» Consignes de travail:
[a] Reproduisez fidèlement un passage de l'extrait sur Valérie Plante : commencez aux mots « Transition écologique, habitation » et arrêtez-vous après les mots « autres paliers gouvernementaux. ».
[b] Pour chacune des affirmations suivantes, indiquez par oui ou par non si elle concorde avec l'extrait sur Valérie Plante, en citant mot pour mot le passage qui tranche. (i) Le slogan de la première campagne de Valérie Plante était « l'homme de la situation ». (ii) Valérie Plante a refusé de revoir sa garde-robe. (iii) C'est son père qui lui répétait de ne pas se laisser intimider.
[c] Prolongez l'extrait sur Valérie Plante au-delà de sa dernière phrase.

Transition écologique, habitation abordable, transport durable : Valérie Plante ne lâche pas le morceau sur ces enjeux qui la motivent par-dessus tout. Elle s’appuie sur une conjoncture favorable dans la population et sur un partenariat fort avec les autres municipalités de la province. À titre de métropole, Montréal tient un rôle particulier. «Je mise sur un leadership fédérateur et je considère que c’est notre devoir d’ouvrir le chemin. Notre équipe est plus grande et nous avons plus de moyens. Montréal est la tête de flèche sur les principaux enjeux sociaux. Je dis aux autres maires et mairesses : “J’ai envie de travailler avec vous, d’entendre vos idées. Et n’hésitez pas à utiliser nos outils!” Je brille quand les villes du Québec brillent.» Elle compte bien utiliser cette solidarité pour mieux équilibrer le rapport de force qui se joue avec les autres paliers gouvernementaux.

Valérie Plante admet que les batailles politiques peuvent user la passion et auraient pu éteindre cette énergie naturelle qui la porte. Mais elle a la volonté, consciente et déterminée, de protéger ce plaisir qui l’anime dans son travail. «On m’a parlé de mon sourire pendant tout mon premier mandat! On ne l’aurait pas fait avec un homme qui rit et qui sourit. On n’aurait pas mis en doute sa crédibilité. Moi, j’ai décidé que j’allais rester celle que je suis. J’ai du plaisir, les gens me font sourire. J’ai envie d’accueillir ça. On peut être un leader performant, exigeant, tout en étant dans cette douceur, envers soi, envers les autres aussi. Mon leadership est basé sur le respect, de soi et des autres.»

Les 5 clés du leadership, selon Valérie Plante

  • Incarner ses valeurs pour bien s’ancrer.
  • Rallier et avoir du plaisir.
  • Sortir de sa zone de confort, visiter l’école de la vie, comprendre le terrain.
  • Créer un solide réseau de soutien.
  • Rechercher les angles de vue différents.

Fondamentalement féministe

Pour Valérie Plante, être restée elle-même en tant que première femme à la mairie de Montréal est un acte féministe délibéré et assumé. On se souvient de l’humour de sa première campagne dont le slogan, «l’homme de la situation», a certainement fait réagir. «Je voulais brasser le cocotier! Comme féministe, c’était un pied de nez à cette expression qui sous-entend qu’il faut être un homme pour bien gérer les situations. C’est vrai que mon équipe s’est questionnée : fallait-il que je sois plus sérieuse? Mais moi, je ne sais pas comment faire autrement. Ça sonnerait faux alors.»

Elle est donc décidée à demeurer ce qu’elle est, probablement parce que, petite, sa mère lui répétait qu’il était hors de question qu’elle se laisse intimider. «Surtout pas par les gars», lance la principale intéressée en riant. Alors, elle ne s’en est jamais laissé imposer. Bien sûr, elle comprend les codes de la politique. «J’ai accepté de faire une petite revue de ma garde-robe. J’accepte certaines conventions.» Mais comme première femme à la mairie de Montréal, elle a aussi la chance de créer un nouveau modèle, un leadership où le plaisir se sent et où la douceur côtoie la rigueur.

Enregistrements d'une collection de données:

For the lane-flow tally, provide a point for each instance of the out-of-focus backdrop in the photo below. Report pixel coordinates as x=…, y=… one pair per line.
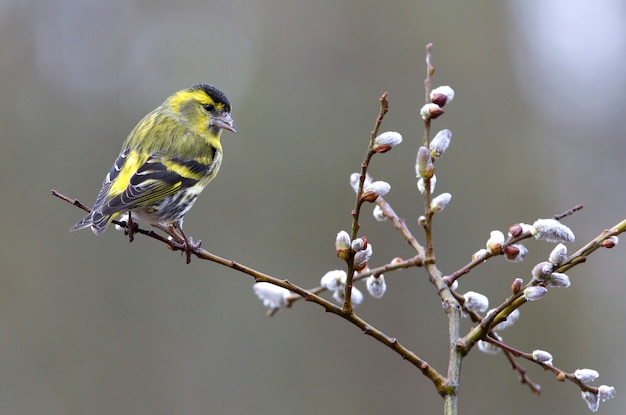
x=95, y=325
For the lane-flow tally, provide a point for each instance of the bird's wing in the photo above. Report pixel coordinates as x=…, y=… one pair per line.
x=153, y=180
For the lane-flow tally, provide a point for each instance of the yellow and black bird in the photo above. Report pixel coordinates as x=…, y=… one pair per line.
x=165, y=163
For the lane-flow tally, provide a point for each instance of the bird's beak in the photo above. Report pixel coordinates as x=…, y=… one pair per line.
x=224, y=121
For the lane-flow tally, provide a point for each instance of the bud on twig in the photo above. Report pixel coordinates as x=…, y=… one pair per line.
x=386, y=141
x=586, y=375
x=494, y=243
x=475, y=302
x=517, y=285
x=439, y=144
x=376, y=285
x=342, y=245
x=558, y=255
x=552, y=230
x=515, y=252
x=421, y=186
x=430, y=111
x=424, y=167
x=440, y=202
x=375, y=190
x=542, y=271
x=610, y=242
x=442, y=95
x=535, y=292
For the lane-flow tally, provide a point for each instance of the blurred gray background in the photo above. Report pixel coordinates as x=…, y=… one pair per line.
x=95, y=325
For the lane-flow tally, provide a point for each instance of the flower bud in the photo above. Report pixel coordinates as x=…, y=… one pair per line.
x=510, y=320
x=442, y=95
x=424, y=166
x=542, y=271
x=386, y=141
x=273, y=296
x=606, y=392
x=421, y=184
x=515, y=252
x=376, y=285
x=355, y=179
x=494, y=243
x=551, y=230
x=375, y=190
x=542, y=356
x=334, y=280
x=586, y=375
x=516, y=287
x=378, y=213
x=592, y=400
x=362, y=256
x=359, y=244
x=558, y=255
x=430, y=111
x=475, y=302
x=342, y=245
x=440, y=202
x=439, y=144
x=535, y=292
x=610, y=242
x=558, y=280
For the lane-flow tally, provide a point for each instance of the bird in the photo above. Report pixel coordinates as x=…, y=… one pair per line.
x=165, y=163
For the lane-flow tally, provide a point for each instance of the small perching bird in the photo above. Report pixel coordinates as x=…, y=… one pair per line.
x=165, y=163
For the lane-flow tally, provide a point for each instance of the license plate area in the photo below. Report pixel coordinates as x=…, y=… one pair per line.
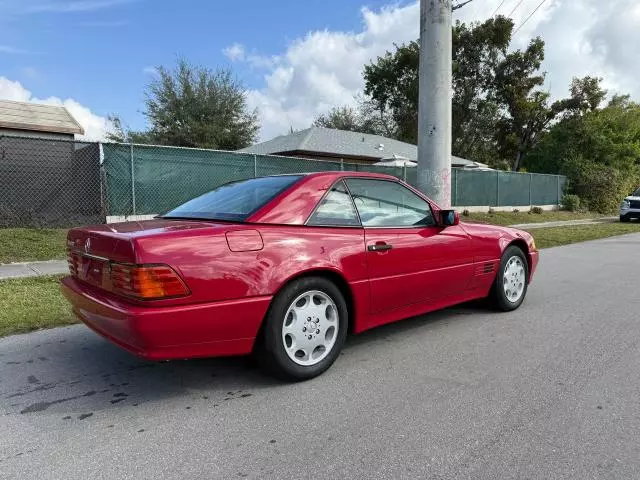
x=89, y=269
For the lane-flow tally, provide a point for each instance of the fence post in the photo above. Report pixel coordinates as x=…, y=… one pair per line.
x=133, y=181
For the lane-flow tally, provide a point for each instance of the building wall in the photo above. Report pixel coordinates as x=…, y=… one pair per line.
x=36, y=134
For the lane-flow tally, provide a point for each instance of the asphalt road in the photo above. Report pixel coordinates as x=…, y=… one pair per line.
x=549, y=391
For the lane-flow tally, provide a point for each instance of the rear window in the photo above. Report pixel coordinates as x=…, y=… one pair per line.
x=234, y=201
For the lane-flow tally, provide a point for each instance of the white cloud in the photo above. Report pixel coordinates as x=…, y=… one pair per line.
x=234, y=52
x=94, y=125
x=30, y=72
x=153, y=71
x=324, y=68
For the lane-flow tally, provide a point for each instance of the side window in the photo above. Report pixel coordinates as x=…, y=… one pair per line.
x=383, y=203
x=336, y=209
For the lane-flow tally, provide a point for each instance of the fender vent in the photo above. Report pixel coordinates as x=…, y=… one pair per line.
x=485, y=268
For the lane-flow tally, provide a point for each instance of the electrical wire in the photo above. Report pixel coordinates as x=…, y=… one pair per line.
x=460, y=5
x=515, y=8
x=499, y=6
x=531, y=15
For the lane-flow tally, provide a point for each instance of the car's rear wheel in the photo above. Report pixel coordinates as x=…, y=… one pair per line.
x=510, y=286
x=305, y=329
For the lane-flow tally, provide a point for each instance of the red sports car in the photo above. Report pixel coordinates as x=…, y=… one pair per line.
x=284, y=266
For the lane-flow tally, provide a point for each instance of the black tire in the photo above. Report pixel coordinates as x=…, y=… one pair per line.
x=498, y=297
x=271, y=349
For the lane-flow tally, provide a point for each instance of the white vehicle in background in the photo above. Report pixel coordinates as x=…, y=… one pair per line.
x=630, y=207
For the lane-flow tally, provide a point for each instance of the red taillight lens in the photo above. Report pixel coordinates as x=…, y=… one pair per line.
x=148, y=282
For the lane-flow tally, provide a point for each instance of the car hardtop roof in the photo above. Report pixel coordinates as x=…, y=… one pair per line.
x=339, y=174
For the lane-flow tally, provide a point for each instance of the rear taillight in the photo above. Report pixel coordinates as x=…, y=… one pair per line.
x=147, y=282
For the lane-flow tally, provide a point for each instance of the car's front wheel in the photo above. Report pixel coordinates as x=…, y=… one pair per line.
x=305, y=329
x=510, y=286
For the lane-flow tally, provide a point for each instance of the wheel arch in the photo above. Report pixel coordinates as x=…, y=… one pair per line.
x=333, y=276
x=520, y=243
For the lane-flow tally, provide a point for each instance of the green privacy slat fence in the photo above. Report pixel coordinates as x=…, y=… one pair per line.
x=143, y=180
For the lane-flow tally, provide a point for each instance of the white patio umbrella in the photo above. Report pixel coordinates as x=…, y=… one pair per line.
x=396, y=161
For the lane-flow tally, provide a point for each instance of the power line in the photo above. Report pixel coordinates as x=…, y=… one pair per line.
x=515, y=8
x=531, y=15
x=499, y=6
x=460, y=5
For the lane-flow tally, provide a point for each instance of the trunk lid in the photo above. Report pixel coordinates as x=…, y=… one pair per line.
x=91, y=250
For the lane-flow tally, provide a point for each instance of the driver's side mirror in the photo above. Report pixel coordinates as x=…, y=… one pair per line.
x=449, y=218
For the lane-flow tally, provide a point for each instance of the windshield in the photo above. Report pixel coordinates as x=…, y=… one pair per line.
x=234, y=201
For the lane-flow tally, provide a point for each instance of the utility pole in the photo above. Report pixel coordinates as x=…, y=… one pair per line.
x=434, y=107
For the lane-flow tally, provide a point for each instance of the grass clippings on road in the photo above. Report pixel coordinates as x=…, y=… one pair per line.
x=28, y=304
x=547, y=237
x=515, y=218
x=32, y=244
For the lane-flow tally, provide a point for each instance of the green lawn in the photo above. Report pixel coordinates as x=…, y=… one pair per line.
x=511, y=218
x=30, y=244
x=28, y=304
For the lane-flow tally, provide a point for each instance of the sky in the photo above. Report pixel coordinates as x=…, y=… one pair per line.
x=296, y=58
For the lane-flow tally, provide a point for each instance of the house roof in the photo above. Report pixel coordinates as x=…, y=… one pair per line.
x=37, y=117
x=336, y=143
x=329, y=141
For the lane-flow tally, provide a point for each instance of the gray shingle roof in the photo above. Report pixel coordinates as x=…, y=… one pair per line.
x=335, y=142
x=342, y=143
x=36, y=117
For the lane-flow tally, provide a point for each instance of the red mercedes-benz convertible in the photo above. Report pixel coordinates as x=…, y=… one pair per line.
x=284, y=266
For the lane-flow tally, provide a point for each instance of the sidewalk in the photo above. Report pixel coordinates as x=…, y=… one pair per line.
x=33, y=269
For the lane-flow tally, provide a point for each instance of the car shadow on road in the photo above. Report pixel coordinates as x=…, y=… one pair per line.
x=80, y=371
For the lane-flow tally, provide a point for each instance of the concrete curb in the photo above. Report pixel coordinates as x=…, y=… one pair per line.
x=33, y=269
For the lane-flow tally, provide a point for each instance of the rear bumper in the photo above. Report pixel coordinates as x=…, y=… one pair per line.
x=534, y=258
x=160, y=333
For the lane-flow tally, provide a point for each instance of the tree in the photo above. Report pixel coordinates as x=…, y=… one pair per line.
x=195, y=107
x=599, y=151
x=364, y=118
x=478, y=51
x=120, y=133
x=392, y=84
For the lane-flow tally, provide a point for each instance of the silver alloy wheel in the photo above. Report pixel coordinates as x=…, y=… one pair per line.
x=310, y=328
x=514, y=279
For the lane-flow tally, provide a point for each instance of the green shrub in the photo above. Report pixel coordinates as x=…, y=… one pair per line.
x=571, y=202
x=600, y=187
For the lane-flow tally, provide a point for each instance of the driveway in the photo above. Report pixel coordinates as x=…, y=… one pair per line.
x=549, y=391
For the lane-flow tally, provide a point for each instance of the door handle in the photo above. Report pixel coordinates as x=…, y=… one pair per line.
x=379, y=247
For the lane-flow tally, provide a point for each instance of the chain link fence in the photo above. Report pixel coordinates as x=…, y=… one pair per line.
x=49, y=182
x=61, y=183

» Réponses finales:
[a]
Transition écologique, habitation abordable, transport durable : Valérie Plante ne lâche pas le morceau sur ces enjeux qui la motivent par-dessus tout. Elle s’appuie sur une conjoncture favorable dans la population et sur un partenariat fort avec les autres municipalités de la province. À titre de métropole, Montréal tient un rôle particulier. «Je mise sur un leadership fédérateur et je considère que c’est notre devoir d’ouvrir le chemin. Notre équipe est plus grande et nous avons plus de moyens. Montréal est la tête de flèche sur les principaux enjeux sociaux. Je dis aux autres maires et mairesses : “J’ai envie de travailler avec vous, d’entendre vos idées. Et n’hésitez pas à utiliser nos outils!” Je brille quand les villes du Québec brillent.» Elle compte bien utiliser cette solidarité pour mieux équilibrer le rapport de force qui se joue avec les autres paliers gouvernementaux.

[b]
(i) Oui : “sa première campagne dont le slogan, «l’homme de la situation», a certainement fait réagir”.
(ii) Non : “J’ai accepté de faire une petite revue de ma garde-robe.”
(iii) Non : “sa mère lui répétait qu’il était hors de question qu’elle se laisse intimider”.

[c]
«J’ai aussi envie d’honorer le travail de toutes les autres femmes qui ont ouvert la route avant moi, en politique et ailleurs. C’est grâce à elles que je suis là. Pour leur faire honneur, je veux être une mairesse authentique, fidèle à la femme que je suis et fidèle à mes valeurs», affirme Valérie Plante. Ce chemin d’émancipation de la femme sur lequel elle avance, elle dit le prendre pour elle, bien sûr, mais aussi pour ses deux garçons, pour leurs compagnes, pour les femmes de sa génération et celles des suivantes.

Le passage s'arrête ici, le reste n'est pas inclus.